Work to do: Each entry below should be reproduced character for character.

Supplied records:
━━━━━━━━━━━━━━━━
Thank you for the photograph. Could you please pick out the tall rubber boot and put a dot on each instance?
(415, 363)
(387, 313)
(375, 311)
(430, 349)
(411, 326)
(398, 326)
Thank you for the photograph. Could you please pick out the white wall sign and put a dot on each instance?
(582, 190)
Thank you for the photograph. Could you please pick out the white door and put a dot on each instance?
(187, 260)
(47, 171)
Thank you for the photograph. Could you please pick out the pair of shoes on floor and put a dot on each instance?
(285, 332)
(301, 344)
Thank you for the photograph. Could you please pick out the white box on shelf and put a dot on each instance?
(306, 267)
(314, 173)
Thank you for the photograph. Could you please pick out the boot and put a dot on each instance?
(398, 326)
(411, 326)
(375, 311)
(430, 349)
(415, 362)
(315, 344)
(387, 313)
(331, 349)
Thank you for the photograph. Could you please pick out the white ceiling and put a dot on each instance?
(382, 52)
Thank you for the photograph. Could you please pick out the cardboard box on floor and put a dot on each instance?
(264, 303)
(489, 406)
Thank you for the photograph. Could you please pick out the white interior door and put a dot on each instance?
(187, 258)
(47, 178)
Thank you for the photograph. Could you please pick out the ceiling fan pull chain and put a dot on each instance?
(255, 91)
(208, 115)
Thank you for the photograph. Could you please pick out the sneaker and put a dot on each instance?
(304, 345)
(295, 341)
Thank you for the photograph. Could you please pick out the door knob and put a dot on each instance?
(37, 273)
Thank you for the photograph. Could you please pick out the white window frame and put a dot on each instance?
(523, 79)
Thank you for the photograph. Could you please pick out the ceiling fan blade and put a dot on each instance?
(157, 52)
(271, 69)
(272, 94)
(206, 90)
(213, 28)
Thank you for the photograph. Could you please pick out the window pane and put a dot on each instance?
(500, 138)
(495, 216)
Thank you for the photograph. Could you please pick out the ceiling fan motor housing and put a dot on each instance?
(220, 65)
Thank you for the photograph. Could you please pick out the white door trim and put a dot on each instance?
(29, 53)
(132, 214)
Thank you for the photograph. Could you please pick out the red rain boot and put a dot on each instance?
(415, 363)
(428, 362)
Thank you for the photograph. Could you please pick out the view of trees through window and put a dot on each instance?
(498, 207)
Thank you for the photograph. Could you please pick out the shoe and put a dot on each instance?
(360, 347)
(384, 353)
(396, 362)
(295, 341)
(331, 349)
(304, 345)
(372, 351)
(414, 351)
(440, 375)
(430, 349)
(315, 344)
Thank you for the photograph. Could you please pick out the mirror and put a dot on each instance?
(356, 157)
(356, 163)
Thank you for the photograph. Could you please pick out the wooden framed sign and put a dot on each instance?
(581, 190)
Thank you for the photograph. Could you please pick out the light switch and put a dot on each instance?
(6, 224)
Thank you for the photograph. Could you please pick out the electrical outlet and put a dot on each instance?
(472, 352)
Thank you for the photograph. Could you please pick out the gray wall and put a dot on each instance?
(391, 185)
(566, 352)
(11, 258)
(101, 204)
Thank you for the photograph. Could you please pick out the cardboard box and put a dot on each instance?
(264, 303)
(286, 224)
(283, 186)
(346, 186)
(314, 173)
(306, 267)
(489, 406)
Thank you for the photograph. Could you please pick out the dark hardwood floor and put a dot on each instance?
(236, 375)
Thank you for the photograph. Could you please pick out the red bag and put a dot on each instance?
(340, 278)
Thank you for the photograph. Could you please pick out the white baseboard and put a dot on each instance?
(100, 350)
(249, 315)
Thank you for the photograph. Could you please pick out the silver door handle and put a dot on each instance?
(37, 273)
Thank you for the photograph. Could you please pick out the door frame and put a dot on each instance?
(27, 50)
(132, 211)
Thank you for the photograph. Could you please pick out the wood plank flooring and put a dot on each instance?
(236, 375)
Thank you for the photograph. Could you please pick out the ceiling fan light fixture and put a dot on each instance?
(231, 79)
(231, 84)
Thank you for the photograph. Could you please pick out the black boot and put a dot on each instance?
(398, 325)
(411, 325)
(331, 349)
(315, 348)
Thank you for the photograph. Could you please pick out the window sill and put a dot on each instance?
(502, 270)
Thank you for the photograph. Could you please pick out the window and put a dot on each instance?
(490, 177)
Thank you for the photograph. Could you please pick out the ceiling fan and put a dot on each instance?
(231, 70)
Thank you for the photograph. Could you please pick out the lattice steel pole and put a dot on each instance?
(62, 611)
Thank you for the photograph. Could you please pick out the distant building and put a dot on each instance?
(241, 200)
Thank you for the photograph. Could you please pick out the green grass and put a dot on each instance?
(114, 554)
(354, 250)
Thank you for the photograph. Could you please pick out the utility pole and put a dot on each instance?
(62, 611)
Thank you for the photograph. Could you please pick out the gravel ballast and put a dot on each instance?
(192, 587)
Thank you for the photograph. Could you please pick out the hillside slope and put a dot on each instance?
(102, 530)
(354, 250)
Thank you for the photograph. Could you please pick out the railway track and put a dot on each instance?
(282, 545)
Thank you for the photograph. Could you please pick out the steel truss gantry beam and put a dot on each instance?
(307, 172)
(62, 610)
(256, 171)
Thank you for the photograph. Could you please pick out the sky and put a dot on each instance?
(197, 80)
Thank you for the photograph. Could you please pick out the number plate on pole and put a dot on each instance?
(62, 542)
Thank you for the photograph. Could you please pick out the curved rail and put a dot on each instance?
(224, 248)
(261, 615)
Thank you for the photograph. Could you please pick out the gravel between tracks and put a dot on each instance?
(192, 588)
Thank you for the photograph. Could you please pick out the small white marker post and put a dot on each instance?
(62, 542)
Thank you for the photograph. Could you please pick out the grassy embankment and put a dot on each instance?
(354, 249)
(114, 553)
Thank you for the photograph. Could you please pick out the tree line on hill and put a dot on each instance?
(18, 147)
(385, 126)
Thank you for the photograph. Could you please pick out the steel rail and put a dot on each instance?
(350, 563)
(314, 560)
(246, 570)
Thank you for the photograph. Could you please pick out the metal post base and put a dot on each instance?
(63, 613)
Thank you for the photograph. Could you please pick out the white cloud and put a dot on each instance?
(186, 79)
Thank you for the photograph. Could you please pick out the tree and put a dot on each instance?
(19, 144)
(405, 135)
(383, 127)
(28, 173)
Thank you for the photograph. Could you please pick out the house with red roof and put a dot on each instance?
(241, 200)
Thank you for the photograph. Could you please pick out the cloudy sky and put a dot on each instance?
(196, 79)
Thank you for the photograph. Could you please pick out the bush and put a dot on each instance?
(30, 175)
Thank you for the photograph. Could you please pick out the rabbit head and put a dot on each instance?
━━━━━━━━━━━━━━━━
Output for this exercise:
Thank you for the photograph. Could you please pick out the tall rubber boot and put a dot on each instance?
(415, 363)
(387, 313)
(375, 311)
(430, 349)
(411, 326)
(398, 326)
Thank you for the photograph. Could you please pick out the white wall sign and put a dot on each instance?
(582, 190)
Thank you for the photograph. Could you please pick out the white door and put a dot on each instance?
(187, 260)
(47, 171)
Thank you for the photograph. Could you please pick out the pair of shoes on floor and put a dot on each instance?
(285, 332)
(301, 344)
Thank you for the photograph. Could you please pick out the white box on shelf and put a dot on each instance?
(306, 267)
(314, 173)
Thank you for the photograph. Could you please pick out the boot and put a dot on each instance?
(398, 326)
(411, 326)
(375, 311)
(430, 349)
(415, 362)
(315, 344)
(387, 313)
(331, 349)
Thank you for the photograph. Could you please pick out the white ceiling and put a dot on each instance?
(382, 52)
Thank you for the photograph. Could you please pick out the cardboard box on floor and put a dot on each instance?
(264, 303)
(489, 406)
Thank you for the photograph. Could you please pick out the white interior door and put a dot on each instance?
(187, 258)
(47, 178)
Thank you for the photograph. Could you please pick out the ceiling fan pull chain and put a dot on each instance?
(255, 91)
(208, 115)
Thank you for the photograph. Could you please pick out the sneaker and put a dot on each instance?
(304, 345)
(295, 341)
Thank you for the photograph. Could you please pick out the door knob and put a dot on each instance?
(37, 273)
Thank you for the photograph. Could you please pick out the white window frame and put a dot on each instance?
(523, 79)
Thank you for the photograph. Could you please pick out the ceiling fan blade and put a dot on each instance?
(157, 52)
(271, 69)
(272, 94)
(206, 90)
(213, 28)
Thank you for the photograph. Could you please pick out the window pane and put a dot on each instance?
(500, 138)
(495, 216)
Thank you for the photograph. Could you please pick out the ceiling fan motor housing and put a dot on each instance?
(220, 65)
Thank you for the photograph. Could you please pick out the white door trim and put a dot on each instance?
(29, 53)
(132, 214)
Thank you for the photograph. Could you please pick out the red rain boot and put a dot on each instance?
(415, 363)
(428, 362)
Thank you for the photograph. Could you please pick out the view of trees through window and put a dot on each instance?
(498, 207)
Thank you for the photograph. Could you please pick out the shoe and put a dot on each instance?
(360, 347)
(384, 353)
(396, 362)
(295, 341)
(331, 349)
(304, 345)
(372, 351)
(414, 351)
(440, 375)
(430, 349)
(315, 344)
Thank you for the photograph. Could you please pick out the mirror and put a dot on each instance?
(356, 157)
(356, 163)
Thank you for the photograph. Could you please pick out the wooden framed sign and put a dot on each instance?
(581, 190)
Thank you for the photograph. Could you please pick out the light switch and put a dot on each instance?
(6, 224)
Thank you for the photograph. Could you please pick out the electrical outlet and put a dot on each instance?
(472, 352)
Thank you for the photograph. Could you please pick out the gray wall and put a dot on each instance?
(391, 185)
(566, 352)
(11, 258)
(101, 204)
Thank you for the photograph. Could you please pick out the cardboard box and put a dot on each instance?
(264, 303)
(286, 224)
(283, 186)
(346, 186)
(314, 173)
(306, 267)
(489, 406)
Thank you for the photograph. Could you please pick out the dark hardwood floor and put a dot on each instance?
(236, 375)
Thank you for the photograph. Could you please pick out the red bag and put a dot on each instance?
(340, 278)
Thank you for the photograph. Could you please pick out the white baseboard and put a dot on each instance?
(100, 350)
(249, 315)
Thank you for the photograph. Could you please pick out the silver door handle and put a dot on each instance?
(37, 273)
Thank you for the photograph. Could you please pick out the door frame and put a dot on each instance?
(27, 50)
(132, 211)
Thank you for the photograph. Could you please pick out the wood plank flooring and put a dot on each instance?
(236, 375)
Thank you for the photograph. Could you please pick out the ceiling fan light fixture and put a dot on each instance?
(231, 79)
(231, 84)
Thank you for the photograph. Could you please pick out the black boot and put a dot on each instance?
(398, 325)
(411, 325)
(331, 349)
(315, 348)
Thank you for the photograph. Could you please pick out the window sill and put a dot on each instance?
(502, 270)
Thank you for the photograph. Could you please pick out the window and put a dot on each instance?
(490, 177)
Thank you for the photograph. Could you please pick out the ceiling fan and put a dot on each instance?
(231, 70)
Thank you for the photograph. Could you please pick out the lattice steel pole and put a dot on each instance?
(62, 611)
Thank you for the photograph. Could you please pick out the distant building and put a dot on each instance?
(241, 200)
Thank you for the photograph. Could you please pick out the green grass and put a dot on each instance?
(114, 554)
(354, 250)
Thank you for the photograph. Could you please pick out the utility pole and put a dot on each instance?
(62, 611)
Thank you for the photograph. Could you please pick out the gravel ballast and put a dot on each instance?
(192, 587)
Thank you for the photograph. Could you please pick out the hillside slope and put a dot on each instance?
(102, 530)
(354, 250)
Thank you for the photograph. Could you please pick out the railway track and put a dot on each instance?
(282, 545)
Thank you for the photograph. Could you please pick out the steel truss gantry beam and put a dot on each instance?
(307, 172)
(62, 610)
(256, 171)
Thank you for the photograph. Could you please pick out the sky and put a dot on each instance?
(197, 80)
Thank you for the photograph. Could you please pick out the number plate on pole and put a dot on each instance?
(62, 542)
Thank you for the photograph. Could you please pick out the curved rail and put a dot on each instance?
(224, 248)
(261, 615)
Thank you for the photograph. Could you please pick out the gravel between tracks and put a dot on each instance?
(192, 588)
Thank you for the photograph. Could you please pick out the small white marker post and put a dot on each instance?
(62, 542)
Thank you for the photograph. Could you please pick out the grassy embankment and put a dot on each instance?
(354, 249)
(114, 553)
Thank you for the photograph. Could you please pick out the tree line on hill and put a dot on each instance?
(18, 147)
(385, 126)
Thank you for the photograph. Could you please pick out the steel rail and put a dot on each instance?
(350, 563)
(314, 560)
(246, 570)
Thank you for the photograph. Could you please pick out the metal post base and put a dot on each instance?
(63, 613)
Thank you for the photograph. Could you please pick out the white cloud and put a dot on each instance?
(186, 79)
Thank you for the photograph. Could you please pick out the tree and put a dot on each instance?
(19, 144)
(405, 135)
(383, 127)
(28, 173)
Thank you for the photograph. Could you please pick out the house with red roof and put a dot on each instance?
(241, 200)
Thank you for the photograph. Could you please pick out the cloudy sky and put a dot on each instance?
(196, 79)
Thank you for the photograph. Could you please pick out the bush and put a dot on each instance?
(30, 175)
Thank you for the photograph. Could you please pick out the rabbit head and put a dot on each instance?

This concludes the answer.